**Problem details**
Repeat the entries below exactly and in full.

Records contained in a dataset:
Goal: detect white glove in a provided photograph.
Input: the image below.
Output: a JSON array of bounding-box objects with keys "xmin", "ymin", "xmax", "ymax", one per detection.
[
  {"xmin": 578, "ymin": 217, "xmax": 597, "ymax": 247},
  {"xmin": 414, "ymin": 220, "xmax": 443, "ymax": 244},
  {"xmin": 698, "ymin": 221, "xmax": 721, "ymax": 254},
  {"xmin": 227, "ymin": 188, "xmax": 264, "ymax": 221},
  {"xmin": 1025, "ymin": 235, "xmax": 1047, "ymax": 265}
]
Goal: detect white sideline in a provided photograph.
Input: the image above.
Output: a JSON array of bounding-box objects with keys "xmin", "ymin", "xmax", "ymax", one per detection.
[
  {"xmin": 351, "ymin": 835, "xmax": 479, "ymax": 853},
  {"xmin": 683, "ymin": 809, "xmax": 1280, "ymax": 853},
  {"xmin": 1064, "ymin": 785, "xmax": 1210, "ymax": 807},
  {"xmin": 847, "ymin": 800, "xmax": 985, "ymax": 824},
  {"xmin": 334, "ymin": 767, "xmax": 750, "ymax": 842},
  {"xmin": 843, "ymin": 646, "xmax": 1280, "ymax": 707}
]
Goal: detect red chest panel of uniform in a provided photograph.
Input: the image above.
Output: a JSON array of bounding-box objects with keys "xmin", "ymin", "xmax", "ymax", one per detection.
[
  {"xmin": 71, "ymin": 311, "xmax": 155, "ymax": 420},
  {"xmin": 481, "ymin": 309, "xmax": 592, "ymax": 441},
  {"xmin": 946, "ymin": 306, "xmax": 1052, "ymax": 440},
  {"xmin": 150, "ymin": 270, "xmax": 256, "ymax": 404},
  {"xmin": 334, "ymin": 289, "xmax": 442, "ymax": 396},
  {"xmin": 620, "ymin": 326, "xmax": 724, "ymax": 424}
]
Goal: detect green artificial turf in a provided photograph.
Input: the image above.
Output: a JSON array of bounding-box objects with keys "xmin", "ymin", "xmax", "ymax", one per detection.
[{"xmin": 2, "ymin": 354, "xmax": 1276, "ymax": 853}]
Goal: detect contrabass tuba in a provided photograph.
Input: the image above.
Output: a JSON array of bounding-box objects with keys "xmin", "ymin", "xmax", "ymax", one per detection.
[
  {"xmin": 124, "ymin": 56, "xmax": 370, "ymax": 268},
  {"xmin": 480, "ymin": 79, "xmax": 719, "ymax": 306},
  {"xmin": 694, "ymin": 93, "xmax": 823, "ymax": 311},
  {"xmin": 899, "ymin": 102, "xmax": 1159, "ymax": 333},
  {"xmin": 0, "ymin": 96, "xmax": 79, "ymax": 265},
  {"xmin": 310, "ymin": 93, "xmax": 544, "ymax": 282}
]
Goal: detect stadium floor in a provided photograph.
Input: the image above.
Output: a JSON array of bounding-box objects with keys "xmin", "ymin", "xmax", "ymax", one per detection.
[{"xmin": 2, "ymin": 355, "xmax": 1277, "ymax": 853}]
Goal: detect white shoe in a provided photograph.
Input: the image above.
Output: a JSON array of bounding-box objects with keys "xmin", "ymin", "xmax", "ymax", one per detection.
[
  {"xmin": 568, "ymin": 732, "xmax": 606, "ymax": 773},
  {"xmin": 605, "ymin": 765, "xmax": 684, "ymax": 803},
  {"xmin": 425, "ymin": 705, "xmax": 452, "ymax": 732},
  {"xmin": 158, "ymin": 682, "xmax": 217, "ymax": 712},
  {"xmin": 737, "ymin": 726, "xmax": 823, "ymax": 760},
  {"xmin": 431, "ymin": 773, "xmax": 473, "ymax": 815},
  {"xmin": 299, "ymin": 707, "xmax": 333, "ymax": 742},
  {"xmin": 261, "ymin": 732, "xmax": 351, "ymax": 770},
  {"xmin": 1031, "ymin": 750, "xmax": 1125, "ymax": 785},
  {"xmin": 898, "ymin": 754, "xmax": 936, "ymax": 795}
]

**Completed task**
Goal: detect white glove in a provided photograph.
Input: the image below.
Output: a JSON array of bounding-box objects with keys "xmin", "ymin", "xmax", "ymax", one per detection.
[
  {"xmin": 578, "ymin": 217, "xmax": 597, "ymax": 247},
  {"xmin": 414, "ymin": 220, "xmax": 443, "ymax": 244},
  {"xmin": 698, "ymin": 221, "xmax": 721, "ymax": 254},
  {"xmin": 227, "ymin": 188, "xmax": 264, "ymax": 221},
  {"xmin": 1025, "ymin": 235, "xmax": 1047, "ymax": 265}
]
Goal: detect white sideline in a provided photograph.
Input: the image above.
Output: a JSON array of bounding-box objects with keys "xmin", "ymin", "xmax", "ymax", one per detection.
[
  {"xmin": 351, "ymin": 835, "xmax": 479, "ymax": 853},
  {"xmin": 683, "ymin": 809, "xmax": 1280, "ymax": 853},
  {"xmin": 1064, "ymin": 785, "xmax": 1210, "ymax": 807},
  {"xmin": 847, "ymin": 800, "xmax": 985, "ymax": 824},
  {"xmin": 334, "ymin": 767, "xmax": 750, "ymax": 842},
  {"xmin": 843, "ymin": 646, "xmax": 1280, "ymax": 707}
]
Goal: detect red chest panel of uniform in a provided photograph.
Input: the image above.
Output: a JSON array of bounding-box objects with keys "xmin", "ymin", "xmax", "ymax", one per detection.
[
  {"xmin": 71, "ymin": 311, "xmax": 155, "ymax": 420},
  {"xmin": 481, "ymin": 309, "xmax": 592, "ymax": 441},
  {"xmin": 946, "ymin": 306, "xmax": 1052, "ymax": 440},
  {"xmin": 150, "ymin": 270, "xmax": 256, "ymax": 404},
  {"xmin": 334, "ymin": 289, "xmax": 442, "ymax": 396},
  {"xmin": 620, "ymin": 326, "xmax": 724, "ymax": 424}
]
Goal: detect green artificial turf in a provided photograph.
Input: the image above.
Output: a JSON array of bounding-box objects with keys "xmin", "ymin", "xmax", "ymax", one per detection.
[{"xmin": 2, "ymin": 354, "xmax": 1276, "ymax": 853}]
Goal: detect contrabass tuba in a provided photograph.
Input: the image above.
Output: a JSON array of bounding-box objects with keys "xmin", "ymin", "xmax", "ymax", one per detection.
[
  {"xmin": 124, "ymin": 56, "xmax": 370, "ymax": 268},
  {"xmin": 480, "ymin": 79, "xmax": 719, "ymax": 306},
  {"xmin": 694, "ymin": 93, "xmax": 823, "ymax": 311},
  {"xmin": 899, "ymin": 102, "xmax": 1159, "ymax": 333},
  {"xmin": 0, "ymin": 96, "xmax": 79, "ymax": 265},
  {"xmin": 310, "ymin": 93, "xmax": 544, "ymax": 282}
]
Goal: detect stadium floor in a provided photograph.
Input: the image above.
Output: a JSON array of bounding-box objects with keys "xmin", "ymin", "xmax", "ymax", one per detection.
[{"xmin": 2, "ymin": 355, "xmax": 1277, "ymax": 853}]
Goal: detect white shoe in a provided photograph.
Input: the image above.
Output: a JSON array of bounding-box objects with keys "xmin", "ymin", "xmax", "ymax", one per detection.
[
  {"xmin": 568, "ymin": 732, "xmax": 606, "ymax": 773},
  {"xmin": 605, "ymin": 765, "xmax": 684, "ymax": 803},
  {"xmin": 425, "ymin": 705, "xmax": 452, "ymax": 732},
  {"xmin": 158, "ymin": 682, "xmax": 217, "ymax": 712},
  {"xmin": 737, "ymin": 726, "xmax": 823, "ymax": 760},
  {"xmin": 431, "ymin": 773, "xmax": 473, "ymax": 815},
  {"xmin": 299, "ymin": 707, "xmax": 333, "ymax": 742},
  {"xmin": 261, "ymin": 732, "xmax": 351, "ymax": 770},
  {"xmin": 1031, "ymin": 750, "xmax": 1125, "ymax": 785},
  {"xmin": 898, "ymin": 754, "xmax": 936, "ymax": 795}
]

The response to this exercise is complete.